Rewrite every line of the records below as a JSON list of strings, one string per line, omitting blank lines and leaving out the pictures.

========================================================================

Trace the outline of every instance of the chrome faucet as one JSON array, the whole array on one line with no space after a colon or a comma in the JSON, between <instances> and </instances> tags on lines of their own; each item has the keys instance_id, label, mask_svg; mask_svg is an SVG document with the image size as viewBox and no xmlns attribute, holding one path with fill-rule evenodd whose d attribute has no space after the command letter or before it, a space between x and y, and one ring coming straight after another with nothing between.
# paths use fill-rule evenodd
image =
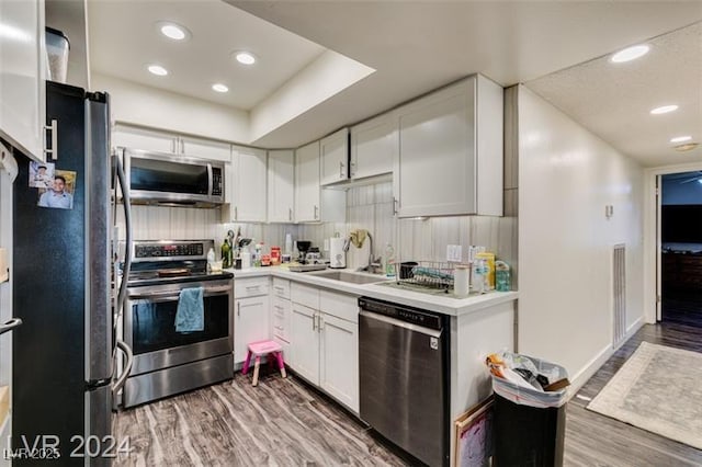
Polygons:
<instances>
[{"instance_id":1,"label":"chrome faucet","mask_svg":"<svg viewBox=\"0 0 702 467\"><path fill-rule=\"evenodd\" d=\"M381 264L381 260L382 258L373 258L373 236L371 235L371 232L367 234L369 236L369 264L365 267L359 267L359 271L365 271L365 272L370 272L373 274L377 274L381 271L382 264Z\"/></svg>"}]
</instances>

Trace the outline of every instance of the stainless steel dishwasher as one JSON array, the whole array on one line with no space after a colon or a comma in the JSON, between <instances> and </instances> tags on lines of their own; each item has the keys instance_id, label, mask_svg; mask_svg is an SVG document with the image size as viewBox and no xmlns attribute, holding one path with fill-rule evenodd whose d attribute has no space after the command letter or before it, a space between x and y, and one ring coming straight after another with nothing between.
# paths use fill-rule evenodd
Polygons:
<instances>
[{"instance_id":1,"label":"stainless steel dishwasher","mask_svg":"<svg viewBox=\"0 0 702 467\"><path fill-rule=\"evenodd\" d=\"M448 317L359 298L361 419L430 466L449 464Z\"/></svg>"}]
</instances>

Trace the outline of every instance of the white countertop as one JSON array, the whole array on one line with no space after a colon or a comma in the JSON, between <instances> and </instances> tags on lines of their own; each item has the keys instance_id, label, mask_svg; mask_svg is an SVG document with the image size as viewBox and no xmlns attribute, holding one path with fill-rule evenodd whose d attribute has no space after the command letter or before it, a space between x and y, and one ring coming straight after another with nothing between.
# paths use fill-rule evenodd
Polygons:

========================================================================

**Solution for this exercise:**
[
  "Trace the outline of every instance of the chrome faucet as one JSON array, the whole array on one line with no space after a colon or a comma in the JSON, between <instances> and </instances> tags on lines of their own; each item has the keys instance_id, label, mask_svg; mask_svg is an SVG document with the image size as viewBox and no xmlns attribute, holding one path with fill-rule evenodd whose d attribute has no space after the command letter or before it, a space between x and y, and one ring coming straight after another with nothing between.",
  "# paths use fill-rule evenodd",
  "image =",
  "Polygons:",
  "<instances>",
  "[{\"instance_id\":1,\"label\":\"chrome faucet\",\"mask_svg\":\"<svg viewBox=\\\"0 0 702 467\\\"><path fill-rule=\\\"evenodd\\\" d=\\\"M381 264L381 260L382 258L373 258L373 236L371 235L371 232L367 234L369 236L369 264L365 267L359 267L359 271L365 271L365 272L370 272L373 274L377 274L381 271L382 264Z\\\"/></svg>\"}]",
  "</instances>",
  "Trace the outline of every instance of the stainless steel dishwasher as one JSON array, the whole array on one line with no space after a colon or a comma in the JSON, between <instances> and </instances> tags on lines of their own; each item has the keys instance_id, label, mask_svg; mask_svg is an SVG document with the image size as viewBox and no xmlns attribute, holding one path with fill-rule evenodd whose d attribute has no space after the command letter or before it, a space between x and y, and one ring coming straight after another with nothing between.",
  "# paths use fill-rule evenodd",
  "Polygons:",
  "<instances>",
  "[{\"instance_id\":1,\"label\":\"stainless steel dishwasher\",\"mask_svg\":\"<svg viewBox=\\\"0 0 702 467\\\"><path fill-rule=\\\"evenodd\\\" d=\\\"M448 317L359 298L361 419L430 466L449 464Z\\\"/></svg>\"}]",
  "</instances>",
  "Trace the outline of every instance of the white countertop as one JSON array, the whole array on one line with no space after a colon or a comma in the JSON, between <instances> and </instances> tags on lines of their own; each item has the keys instance_id, label, mask_svg; mask_svg is an SVG document with the image size as viewBox and no xmlns attribute, holding one path with fill-rule evenodd whose d attribute has no space after the command letter or before it, a space between x and y, and one ring coming straight after another with nothing between.",
  "# paths use fill-rule evenodd",
  "Polygons:"
]